### [Conjunto de tarefas]
1) Com base no texto sobre o Festival Qingming, responda:
(a) Qual obra de Zhang Zeduan é citada?
(b) O que as multidões visitam no dia do festival?
(c) O que é queimado como presente aos mortos?
2) Redigite, por favor, o trecho do texto sobre o Festival Qingming de "Qual é a posição" até "ao Festival Qingming.".

### [Trecho do documento]
O Festival Qingming

Vincent Cheung, Doctrine and Obedience (2012).

As Obras de Vincent Cheung
9 min readAug 29, 2021
Along the River During the Qingming Festival (Ao Longo do Rio Durante o Festival Qingming), de Zhang Zeduan.

Qual é a posição da Bíblia sobre “respeitar” os mortos? Em particular, estou considerando como um cristão deve se comportar em relação ao Festival Qingming.

No dia deste festival chinês, multidões de pessoas visitam os túmulos de seus parentes para realizar atos de limpeza e adoração. A adoração pode incluir reverência às lápides e orar ao falecido. Eles também oferecem presentes aos mortos deixando comida e flores, e queimando incenso, dinheiro para os mortos e modelos de papel de objetos como carros e casas. Eles acreditam que esses itens são transportados para a vida após a morte, onde o falecido os receberia.

Registros de um conjunto de dados
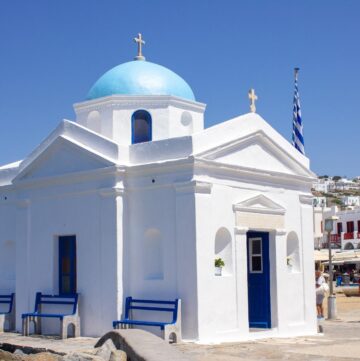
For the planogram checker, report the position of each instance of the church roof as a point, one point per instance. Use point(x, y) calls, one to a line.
point(140, 77)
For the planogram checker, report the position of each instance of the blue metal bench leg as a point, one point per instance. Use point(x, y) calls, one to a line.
point(25, 326)
point(37, 325)
point(2, 323)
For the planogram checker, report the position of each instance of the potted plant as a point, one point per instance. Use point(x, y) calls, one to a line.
point(289, 261)
point(219, 264)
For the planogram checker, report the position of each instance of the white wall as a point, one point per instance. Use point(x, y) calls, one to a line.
point(74, 210)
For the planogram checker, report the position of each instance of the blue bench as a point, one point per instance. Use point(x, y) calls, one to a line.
point(170, 330)
point(7, 315)
point(66, 319)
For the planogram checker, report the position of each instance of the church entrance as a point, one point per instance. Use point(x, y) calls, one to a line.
point(258, 280)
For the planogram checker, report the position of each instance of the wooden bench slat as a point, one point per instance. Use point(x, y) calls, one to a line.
point(154, 301)
point(151, 308)
point(56, 302)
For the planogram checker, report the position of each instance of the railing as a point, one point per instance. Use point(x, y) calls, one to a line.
point(335, 238)
point(349, 235)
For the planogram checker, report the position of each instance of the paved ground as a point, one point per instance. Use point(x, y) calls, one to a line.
point(341, 341)
point(43, 343)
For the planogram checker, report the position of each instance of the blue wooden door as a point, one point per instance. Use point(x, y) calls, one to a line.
point(259, 280)
point(67, 264)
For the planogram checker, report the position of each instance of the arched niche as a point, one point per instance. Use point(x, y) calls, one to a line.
point(153, 255)
point(293, 252)
point(94, 121)
point(223, 249)
point(349, 245)
point(141, 125)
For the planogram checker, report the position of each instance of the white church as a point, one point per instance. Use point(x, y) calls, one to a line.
point(138, 199)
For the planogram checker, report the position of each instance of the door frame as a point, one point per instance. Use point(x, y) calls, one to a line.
point(266, 265)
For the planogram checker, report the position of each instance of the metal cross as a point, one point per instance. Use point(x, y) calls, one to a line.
point(252, 97)
point(140, 43)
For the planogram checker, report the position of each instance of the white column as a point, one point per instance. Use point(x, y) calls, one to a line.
point(111, 255)
point(241, 275)
point(278, 273)
point(307, 257)
point(24, 301)
point(192, 233)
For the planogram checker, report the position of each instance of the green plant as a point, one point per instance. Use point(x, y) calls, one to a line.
point(219, 262)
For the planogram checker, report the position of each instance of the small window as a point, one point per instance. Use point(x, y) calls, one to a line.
point(256, 264)
point(350, 226)
point(67, 265)
point(141, 127)
point(339, 227)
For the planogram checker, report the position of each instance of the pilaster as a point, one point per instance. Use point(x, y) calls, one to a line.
point(111, 253)
point(24, 301)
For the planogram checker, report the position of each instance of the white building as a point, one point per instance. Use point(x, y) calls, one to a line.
point(319, 202)
point(346, 232)
point(138, 199)
point(323, 185)
point(352, 201)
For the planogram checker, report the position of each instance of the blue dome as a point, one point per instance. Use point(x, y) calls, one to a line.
point(140, 78)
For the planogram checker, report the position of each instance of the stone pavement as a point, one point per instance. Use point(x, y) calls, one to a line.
point(340, 341)
point(46, 344)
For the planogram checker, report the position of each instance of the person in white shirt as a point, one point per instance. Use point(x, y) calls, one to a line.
point(320, 294)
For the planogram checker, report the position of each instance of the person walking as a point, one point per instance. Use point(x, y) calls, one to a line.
point(320, 294)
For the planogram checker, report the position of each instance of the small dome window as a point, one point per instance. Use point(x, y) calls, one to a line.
point(141, 127)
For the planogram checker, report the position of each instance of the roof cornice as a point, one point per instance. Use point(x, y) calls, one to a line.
point(135, 101)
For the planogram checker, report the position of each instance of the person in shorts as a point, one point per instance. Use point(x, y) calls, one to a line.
point(320, 294)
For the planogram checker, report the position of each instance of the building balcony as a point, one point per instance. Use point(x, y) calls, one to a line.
point(349, 235)
point(335, 238)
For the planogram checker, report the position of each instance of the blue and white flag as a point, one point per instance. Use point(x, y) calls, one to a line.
point(297, 136)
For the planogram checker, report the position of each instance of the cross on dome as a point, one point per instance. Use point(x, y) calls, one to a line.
point(140, 43)
point(253, 97)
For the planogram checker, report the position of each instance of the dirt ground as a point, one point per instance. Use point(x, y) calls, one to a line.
point(340, 341)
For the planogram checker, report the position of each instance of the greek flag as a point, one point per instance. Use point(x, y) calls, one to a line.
point(297, 136)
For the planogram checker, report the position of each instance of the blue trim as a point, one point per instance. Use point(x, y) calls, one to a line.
point(67, 249)
point(9, 300)
point(259, 301)
point(141, 115)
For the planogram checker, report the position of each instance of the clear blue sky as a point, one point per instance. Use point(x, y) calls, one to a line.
point(53, 51)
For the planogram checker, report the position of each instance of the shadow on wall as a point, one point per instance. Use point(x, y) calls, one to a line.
point(292, 252)
point(7, 266)
point(153, 255)
point(223, 249)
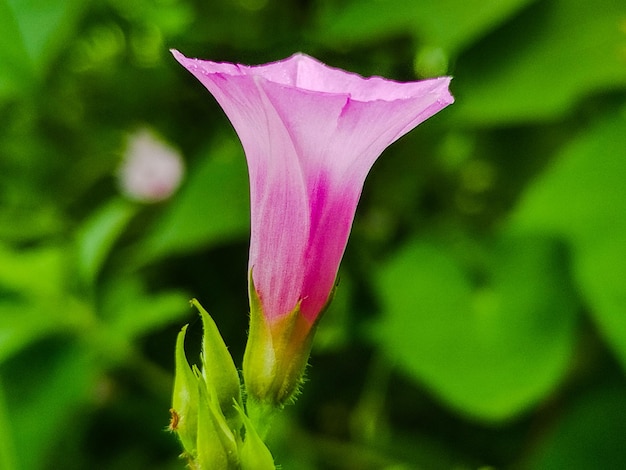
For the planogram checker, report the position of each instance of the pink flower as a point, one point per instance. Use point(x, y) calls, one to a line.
point(311, 133)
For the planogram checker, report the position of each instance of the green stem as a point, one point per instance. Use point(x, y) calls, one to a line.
point(261, 415)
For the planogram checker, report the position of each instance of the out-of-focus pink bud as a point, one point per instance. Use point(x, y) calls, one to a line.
point(151, 170)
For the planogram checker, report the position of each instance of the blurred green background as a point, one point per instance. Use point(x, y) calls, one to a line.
point(480, 320)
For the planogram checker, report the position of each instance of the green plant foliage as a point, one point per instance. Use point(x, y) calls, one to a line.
point(580, 440)
point(211, 208)
point(582, 199)
point(569, 49)
point(491, 337)
point(479, 321)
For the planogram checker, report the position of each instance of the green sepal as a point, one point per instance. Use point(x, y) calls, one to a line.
point(276, 356)
point(253, 453)
point(218, 369)
point(216, 445)
point(184, 399)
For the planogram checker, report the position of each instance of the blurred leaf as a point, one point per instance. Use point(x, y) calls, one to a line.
point(131, 311)
point(34, 301)
point(589, 435)
point(555, 55)
point(16, 71)
point(582, 198)
point(98, 234)
point(211, 207)
point(491, 346)
point(8, 458)
point(44, 27)
point(371, 20)
point(44, 390)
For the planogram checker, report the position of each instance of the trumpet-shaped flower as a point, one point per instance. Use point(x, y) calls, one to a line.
point(310, 133)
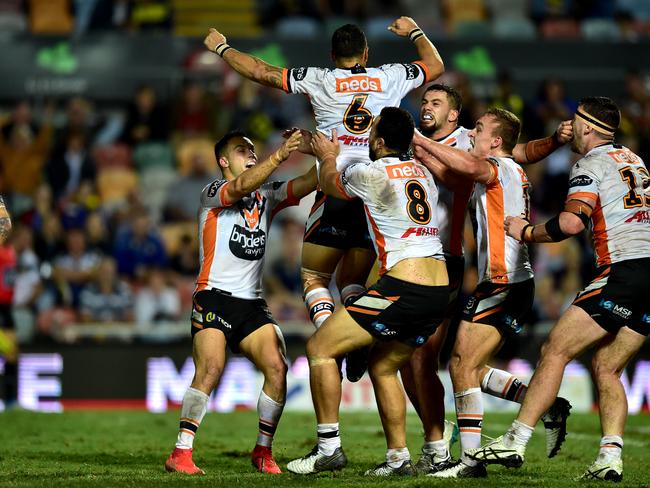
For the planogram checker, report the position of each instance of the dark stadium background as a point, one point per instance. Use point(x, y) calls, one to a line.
point(129, 86)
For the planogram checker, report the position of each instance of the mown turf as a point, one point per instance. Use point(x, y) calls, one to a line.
point(129, 448)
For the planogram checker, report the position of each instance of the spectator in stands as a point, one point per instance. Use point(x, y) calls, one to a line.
point(185, 261)
point(28, 285)
point(506, 97)
point(97, 234)
point(48, 238)
point(70, 165)
point(182, 202)
point(138, 246)
point(157, 301)
point(195, 112)
point(553, 105)
point(106, 298)
point(147, 120)
point(79, 119)
point(76, 268)
point(24, 149)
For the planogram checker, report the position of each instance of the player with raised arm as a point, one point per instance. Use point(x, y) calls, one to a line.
point(234, 218)
point(439, 111)
point(608, 191)
point(505, 291)
point(396, 314)
point(345, 98)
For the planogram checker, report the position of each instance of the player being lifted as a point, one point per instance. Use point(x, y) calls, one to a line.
point(608, 191)
point(396, 314)
point(439, 111)
point(345, 98)
point(505, 291)
point(234, 218)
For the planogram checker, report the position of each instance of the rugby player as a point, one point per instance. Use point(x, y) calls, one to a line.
point(8, 341)
point(396, 314)
point(346, 98)
point(439, 112)
point(608, 191)
point(505, 291)
point(234, 219)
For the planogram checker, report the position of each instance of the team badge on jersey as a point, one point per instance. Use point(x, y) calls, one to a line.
point(249, 242)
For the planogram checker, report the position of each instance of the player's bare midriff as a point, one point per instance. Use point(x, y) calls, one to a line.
point(421, 271)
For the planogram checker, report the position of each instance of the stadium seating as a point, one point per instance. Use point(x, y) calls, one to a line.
point(50, 17)
point(112, 156)
point(513, 28)
point(600, 29)
point(298, 28)
point(116, 184)
point(560, 29)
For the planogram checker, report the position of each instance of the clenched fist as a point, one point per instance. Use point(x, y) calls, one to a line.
point(213, 39)
point(403, 26)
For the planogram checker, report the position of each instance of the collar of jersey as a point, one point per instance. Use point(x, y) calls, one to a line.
point(440, 139)
point(601, 148)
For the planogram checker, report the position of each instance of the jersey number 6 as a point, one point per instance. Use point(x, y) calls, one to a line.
point(357, 118)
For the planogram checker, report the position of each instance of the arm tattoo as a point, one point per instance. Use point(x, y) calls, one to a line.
point(273, 77)
point(5, 227)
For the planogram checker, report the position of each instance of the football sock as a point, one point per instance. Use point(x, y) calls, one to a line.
point(195, 405)
point(396, 457)
point(439, 449)
point(10, 382)
point(350, 292)
point(469, 411)
point(520, 433)
point(269, 412)
point(329, 438)
point(502, 384)
point(611, 448)
point(320, 305)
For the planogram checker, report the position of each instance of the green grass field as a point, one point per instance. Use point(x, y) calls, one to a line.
point(129, 448)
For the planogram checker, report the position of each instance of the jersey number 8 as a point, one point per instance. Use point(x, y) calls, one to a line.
point(357, 118)
point(417, 207)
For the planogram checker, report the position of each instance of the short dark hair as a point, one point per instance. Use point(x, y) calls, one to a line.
point(603, 109)
point(395, 127)
point(455, 100)
point(348, 41)
point(223, 142)
point(509, 127)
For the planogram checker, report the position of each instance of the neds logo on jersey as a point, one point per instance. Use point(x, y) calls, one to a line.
point(249, 242)
point(358, 84)
point(246, 244)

### [Resultados finais]
1)
(a) Along the River During the Qingming Festival (Ao Longo do Rio Durante o Festival Qingming).
(b) Os túmulos de seus parentes.
(c) Incenso, dinheiro para os mortos e modelos de papel de objetos como carros e casas.

2)
Qual é a posição da Bíblia sobre “respeitar” os mortos? Em particular, estou considerando como um cristão deve se comportar em relação ao Festival Qingming.